Provided text START
Should you care about turning 40?
The Moderator provides general and pastoral leadership to the entire Synod. Quite a role and a terrific vantage point for reflecting deeply upon the 40th anniversary of the Uniting Church in Australia. Insights gathered with two former Moderators (Rev. Niall Reid and Rev. Dr Brian Brown), the current Moderator (Rev. Myung Hwa Park) and the next Moderator (Rev. Simon Hansford) to seek their observations and wisdom. During the wide-ranging conversation, Insights asked about why young people should care about their church turning 40, and what these Moderators would do if they had a time machine…
What do you say about the suggestion that for most young people, celebrating 40 years of the Church is not really a big deal?
Simon Hansford: My Congregation is a hybrid. Those who were present at the Union are pleased that it happened, but there is no real sense that we should be doing something about [commemorating it]. The ones who weren’t part of Union say, ‘I don’t get it. We like being here, we enjoy the Congregation, and we enjoy the life that is here but we just don’t get it.’ It is an interesting generational conversation.
Niall Reid: Union happened 13 years before my son was born. That is history as far as he is concerned. Just like the Second World War is history for me; it’s not part of my world, my understanding. I can talk to people who have experienced it, like my father who is 91. But it’s not my experience and it’s not really about my life and who I am and I guess it’s the same for my son; the Uniting Church has always been there.
Myung Hwa Park: I would like to think that the 40th anniversary is being viewed as that preparation for the next jump. So, 40 is not something to blow the horn about, but are we asking whether we are taking this fortieth mark as a serious preparation for an entry into a newer church?
Provided text END
◆ Study questions ◆
1 - In the interview about the Uniting Church's 40th anniversary, how many years before Niall Reid's son was born did Union take place?
2 - Proceed with the interview about the Uniting Church's 40th anniversary, picking up after its final sentence.
Data under study START
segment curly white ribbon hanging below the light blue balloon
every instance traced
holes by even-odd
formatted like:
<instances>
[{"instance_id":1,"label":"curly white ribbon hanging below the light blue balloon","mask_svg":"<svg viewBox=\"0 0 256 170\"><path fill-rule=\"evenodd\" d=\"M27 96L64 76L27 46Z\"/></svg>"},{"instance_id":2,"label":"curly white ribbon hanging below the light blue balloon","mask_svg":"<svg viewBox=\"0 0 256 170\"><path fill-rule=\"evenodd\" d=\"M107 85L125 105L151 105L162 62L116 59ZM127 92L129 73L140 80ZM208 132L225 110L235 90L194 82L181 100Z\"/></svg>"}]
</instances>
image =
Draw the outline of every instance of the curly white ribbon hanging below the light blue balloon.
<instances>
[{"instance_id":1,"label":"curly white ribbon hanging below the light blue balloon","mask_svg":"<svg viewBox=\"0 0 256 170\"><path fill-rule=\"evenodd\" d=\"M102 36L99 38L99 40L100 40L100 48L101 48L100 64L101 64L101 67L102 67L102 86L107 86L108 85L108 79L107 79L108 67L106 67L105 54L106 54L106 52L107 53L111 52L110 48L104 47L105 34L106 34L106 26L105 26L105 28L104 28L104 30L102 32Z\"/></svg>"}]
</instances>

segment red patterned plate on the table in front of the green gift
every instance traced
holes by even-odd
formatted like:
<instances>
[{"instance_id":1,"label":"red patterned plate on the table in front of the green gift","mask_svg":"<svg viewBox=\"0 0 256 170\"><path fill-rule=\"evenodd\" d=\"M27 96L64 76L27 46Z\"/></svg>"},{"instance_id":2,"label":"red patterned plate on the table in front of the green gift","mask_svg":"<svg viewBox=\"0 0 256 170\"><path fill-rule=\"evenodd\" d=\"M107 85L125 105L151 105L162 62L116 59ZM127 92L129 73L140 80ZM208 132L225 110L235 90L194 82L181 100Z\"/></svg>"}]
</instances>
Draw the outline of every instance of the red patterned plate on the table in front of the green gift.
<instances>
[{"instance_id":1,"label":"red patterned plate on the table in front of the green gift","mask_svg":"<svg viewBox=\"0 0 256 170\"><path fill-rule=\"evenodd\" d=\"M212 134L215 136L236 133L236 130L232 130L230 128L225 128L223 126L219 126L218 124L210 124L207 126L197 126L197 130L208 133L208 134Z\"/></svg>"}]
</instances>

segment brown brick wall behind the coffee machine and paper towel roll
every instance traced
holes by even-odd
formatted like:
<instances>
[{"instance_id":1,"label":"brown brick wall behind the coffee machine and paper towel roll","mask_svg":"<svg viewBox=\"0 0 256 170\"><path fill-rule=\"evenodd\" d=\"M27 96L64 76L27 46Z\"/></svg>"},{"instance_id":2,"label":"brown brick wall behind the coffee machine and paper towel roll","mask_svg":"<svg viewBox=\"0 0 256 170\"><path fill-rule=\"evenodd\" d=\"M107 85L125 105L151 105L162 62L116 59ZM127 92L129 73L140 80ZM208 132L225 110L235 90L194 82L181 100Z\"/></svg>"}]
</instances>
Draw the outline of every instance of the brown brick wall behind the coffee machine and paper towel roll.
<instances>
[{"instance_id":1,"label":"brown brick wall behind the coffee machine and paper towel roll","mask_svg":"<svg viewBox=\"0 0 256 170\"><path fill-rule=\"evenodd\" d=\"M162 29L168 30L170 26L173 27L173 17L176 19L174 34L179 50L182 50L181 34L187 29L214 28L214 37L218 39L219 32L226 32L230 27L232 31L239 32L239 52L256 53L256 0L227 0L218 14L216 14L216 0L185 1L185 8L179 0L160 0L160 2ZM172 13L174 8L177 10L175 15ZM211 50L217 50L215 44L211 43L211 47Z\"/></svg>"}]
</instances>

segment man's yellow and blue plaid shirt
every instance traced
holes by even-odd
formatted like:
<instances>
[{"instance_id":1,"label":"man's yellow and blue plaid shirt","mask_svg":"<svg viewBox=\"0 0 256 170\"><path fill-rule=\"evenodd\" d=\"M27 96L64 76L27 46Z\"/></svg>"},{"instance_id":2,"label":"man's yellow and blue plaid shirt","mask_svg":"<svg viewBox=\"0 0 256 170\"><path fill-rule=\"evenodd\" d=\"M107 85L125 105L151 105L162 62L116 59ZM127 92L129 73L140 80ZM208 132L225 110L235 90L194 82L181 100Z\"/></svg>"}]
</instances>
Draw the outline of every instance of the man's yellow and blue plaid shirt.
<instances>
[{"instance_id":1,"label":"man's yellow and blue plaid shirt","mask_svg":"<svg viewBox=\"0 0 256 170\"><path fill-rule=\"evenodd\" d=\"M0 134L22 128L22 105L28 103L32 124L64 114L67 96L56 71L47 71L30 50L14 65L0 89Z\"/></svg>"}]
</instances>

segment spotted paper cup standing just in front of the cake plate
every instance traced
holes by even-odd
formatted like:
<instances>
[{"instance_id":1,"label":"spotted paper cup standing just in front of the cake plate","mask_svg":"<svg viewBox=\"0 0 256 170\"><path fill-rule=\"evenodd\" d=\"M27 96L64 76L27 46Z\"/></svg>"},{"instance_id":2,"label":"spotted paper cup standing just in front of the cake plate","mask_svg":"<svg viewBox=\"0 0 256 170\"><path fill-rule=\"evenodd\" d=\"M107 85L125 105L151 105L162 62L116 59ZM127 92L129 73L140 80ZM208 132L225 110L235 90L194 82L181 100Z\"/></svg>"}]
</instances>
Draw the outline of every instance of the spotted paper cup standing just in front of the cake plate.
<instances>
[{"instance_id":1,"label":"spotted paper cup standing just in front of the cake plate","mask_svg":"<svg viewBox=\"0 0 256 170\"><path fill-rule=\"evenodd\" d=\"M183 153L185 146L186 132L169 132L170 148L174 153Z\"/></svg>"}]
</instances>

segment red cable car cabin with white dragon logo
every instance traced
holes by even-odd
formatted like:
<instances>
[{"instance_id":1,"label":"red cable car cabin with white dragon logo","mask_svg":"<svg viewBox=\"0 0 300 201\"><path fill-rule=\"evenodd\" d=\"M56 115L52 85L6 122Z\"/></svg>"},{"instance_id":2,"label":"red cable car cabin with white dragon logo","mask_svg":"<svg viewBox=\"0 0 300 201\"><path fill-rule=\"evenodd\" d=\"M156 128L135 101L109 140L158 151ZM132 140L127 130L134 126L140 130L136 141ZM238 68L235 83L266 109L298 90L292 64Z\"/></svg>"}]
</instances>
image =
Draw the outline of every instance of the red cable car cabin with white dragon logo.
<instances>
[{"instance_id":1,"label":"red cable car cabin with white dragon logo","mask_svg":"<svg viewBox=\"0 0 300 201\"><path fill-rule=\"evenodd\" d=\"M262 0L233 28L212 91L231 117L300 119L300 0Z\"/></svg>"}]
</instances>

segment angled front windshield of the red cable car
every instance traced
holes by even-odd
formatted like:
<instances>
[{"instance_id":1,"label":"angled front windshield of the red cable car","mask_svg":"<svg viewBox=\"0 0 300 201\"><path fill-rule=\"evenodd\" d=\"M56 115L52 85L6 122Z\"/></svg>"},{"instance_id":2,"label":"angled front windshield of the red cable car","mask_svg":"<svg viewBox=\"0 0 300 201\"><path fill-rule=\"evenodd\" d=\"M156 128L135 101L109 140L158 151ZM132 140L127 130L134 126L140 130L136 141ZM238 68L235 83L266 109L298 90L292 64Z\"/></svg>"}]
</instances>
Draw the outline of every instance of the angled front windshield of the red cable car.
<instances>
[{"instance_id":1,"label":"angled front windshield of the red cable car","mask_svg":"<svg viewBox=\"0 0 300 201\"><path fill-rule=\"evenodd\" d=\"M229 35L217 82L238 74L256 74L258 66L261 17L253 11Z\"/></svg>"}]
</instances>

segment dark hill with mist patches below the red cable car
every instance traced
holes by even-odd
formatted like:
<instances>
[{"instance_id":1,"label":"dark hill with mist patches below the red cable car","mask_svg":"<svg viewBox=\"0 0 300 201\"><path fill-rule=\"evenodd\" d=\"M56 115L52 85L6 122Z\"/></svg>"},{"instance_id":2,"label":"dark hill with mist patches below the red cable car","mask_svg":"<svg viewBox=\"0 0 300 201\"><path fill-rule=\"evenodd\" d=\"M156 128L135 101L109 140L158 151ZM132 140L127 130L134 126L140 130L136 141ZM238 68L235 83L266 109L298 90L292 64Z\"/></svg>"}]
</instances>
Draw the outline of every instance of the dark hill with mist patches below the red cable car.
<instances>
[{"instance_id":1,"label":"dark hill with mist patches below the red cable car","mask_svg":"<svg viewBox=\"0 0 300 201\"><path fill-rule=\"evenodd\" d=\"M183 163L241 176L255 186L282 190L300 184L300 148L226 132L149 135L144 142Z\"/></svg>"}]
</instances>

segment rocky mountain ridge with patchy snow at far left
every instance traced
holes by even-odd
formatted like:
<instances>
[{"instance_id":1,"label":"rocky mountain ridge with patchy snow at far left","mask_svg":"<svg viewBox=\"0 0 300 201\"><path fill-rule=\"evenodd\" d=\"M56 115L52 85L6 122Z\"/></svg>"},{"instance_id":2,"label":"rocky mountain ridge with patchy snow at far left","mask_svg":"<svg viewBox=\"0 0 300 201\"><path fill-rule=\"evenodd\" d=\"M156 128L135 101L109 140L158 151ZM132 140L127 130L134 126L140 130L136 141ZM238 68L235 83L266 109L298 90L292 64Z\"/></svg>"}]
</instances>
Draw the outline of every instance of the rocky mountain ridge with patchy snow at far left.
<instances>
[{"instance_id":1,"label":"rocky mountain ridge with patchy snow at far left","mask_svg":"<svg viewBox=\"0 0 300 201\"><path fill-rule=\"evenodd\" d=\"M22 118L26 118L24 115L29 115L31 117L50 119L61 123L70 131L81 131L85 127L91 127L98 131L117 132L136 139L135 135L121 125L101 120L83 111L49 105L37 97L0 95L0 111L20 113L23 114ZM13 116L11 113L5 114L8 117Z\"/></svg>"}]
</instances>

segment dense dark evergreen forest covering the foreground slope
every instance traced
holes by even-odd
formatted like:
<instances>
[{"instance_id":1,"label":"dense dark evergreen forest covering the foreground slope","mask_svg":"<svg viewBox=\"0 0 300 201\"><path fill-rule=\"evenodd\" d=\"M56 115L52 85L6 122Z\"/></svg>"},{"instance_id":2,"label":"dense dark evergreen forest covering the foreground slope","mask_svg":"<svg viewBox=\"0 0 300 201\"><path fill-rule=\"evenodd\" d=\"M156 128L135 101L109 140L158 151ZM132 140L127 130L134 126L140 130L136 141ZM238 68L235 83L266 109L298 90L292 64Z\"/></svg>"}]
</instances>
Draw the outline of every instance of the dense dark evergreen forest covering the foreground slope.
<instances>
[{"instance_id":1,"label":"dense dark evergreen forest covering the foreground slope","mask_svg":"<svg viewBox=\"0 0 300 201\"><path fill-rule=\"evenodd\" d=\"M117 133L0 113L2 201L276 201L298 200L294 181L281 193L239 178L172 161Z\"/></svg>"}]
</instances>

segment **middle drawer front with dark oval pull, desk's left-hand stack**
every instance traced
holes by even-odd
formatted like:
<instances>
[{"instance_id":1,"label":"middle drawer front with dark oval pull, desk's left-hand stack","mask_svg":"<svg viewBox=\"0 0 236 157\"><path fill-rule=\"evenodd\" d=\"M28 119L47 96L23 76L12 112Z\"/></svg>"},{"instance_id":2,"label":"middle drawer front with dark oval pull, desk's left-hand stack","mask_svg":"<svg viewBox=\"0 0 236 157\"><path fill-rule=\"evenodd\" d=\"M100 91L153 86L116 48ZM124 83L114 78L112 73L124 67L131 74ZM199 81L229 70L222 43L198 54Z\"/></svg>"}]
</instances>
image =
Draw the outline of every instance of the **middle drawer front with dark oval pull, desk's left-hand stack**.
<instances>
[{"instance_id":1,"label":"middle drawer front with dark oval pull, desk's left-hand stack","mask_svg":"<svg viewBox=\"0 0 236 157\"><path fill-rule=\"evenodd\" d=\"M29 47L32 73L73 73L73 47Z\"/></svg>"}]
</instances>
Data under study END
Data under study START
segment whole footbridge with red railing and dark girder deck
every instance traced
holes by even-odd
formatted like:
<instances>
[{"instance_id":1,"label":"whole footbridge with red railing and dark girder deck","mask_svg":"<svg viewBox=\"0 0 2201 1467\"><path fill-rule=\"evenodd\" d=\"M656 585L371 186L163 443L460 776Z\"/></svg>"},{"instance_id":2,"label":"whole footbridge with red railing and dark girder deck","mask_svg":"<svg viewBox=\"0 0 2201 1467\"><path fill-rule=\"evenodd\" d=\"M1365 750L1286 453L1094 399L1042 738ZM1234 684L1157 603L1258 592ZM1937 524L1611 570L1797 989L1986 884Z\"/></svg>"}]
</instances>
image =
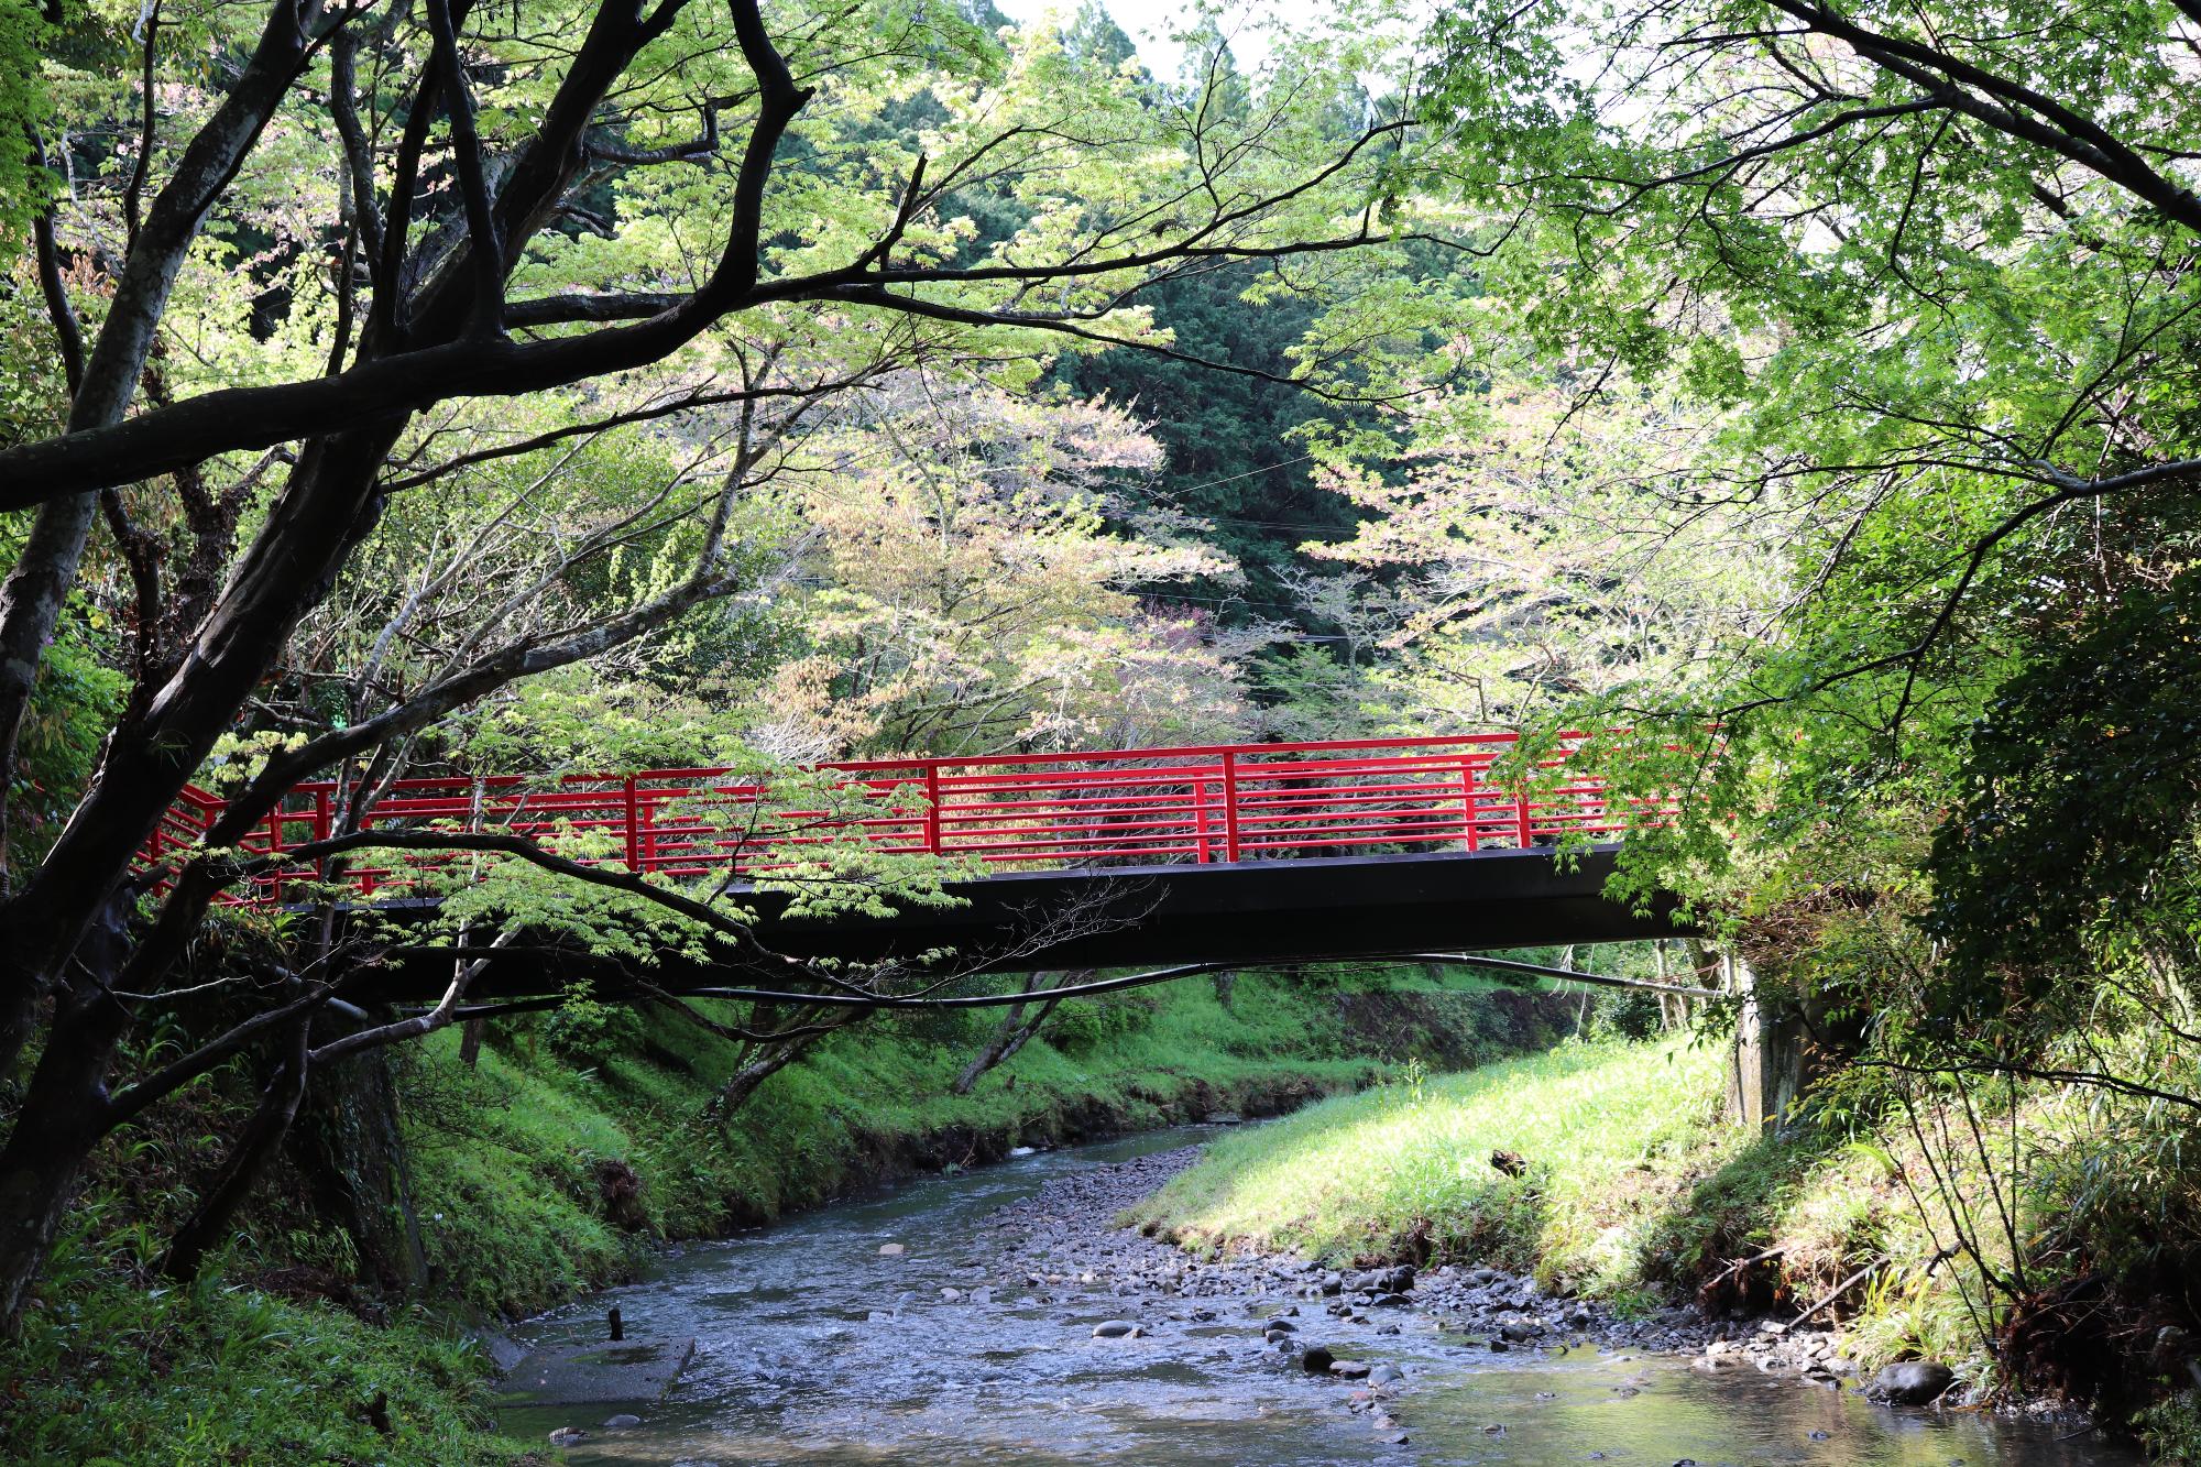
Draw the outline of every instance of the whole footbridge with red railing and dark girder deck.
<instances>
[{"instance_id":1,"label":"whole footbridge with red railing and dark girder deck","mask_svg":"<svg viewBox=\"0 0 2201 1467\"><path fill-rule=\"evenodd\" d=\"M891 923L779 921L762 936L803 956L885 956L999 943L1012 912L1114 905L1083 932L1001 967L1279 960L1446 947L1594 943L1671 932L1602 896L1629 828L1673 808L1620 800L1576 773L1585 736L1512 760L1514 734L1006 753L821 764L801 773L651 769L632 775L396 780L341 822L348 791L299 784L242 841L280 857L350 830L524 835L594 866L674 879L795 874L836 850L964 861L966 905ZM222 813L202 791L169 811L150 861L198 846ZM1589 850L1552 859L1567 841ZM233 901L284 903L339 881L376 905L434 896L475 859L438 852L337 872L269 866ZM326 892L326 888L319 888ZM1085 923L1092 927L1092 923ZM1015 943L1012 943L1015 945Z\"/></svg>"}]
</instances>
Data under study END
◆ Answers provided ◆
1 - Union took place 13 years before his son was born.

2 -
SH: Where are we headed? That’s the big question for the Uniting Church. We spend a lot of time asking two questions: ‘Where have we been?’ and ‘Who are we?’ And I think how introspective that is. Rather we need to ask: ‘Where are we going?’
For me, I get excited about asking what the next 40 years have in store. There is a crippling sense of nostalgia for some parts of the Church; I use the word ‘crippling’ advisedly because people think ‘If only we were that Church from back then,’ but I think ‘Well we’re not, in so many ways.’
Brian Brown: So if you take the image of 40 years in the wilderness, a good question would be like you said there, Simon: ‘Can you see the promised land from here and what does it look like?’
With the Uniting Church turning 40 this year, if you could go back to Union and give the Church some advice, what would it be?
NR: Sometimes I think — don’t do it! But I think, yes, they had to do it. Although in some ways in doing it, it has set us back because we have spent so much time since then trying to be together and work together. And actually, we were at a time of such transition in the world. The world was changing all around us and we were so focused on ourselves; we were missing that. Whether we would have been any better as separate denominations is a big question mark.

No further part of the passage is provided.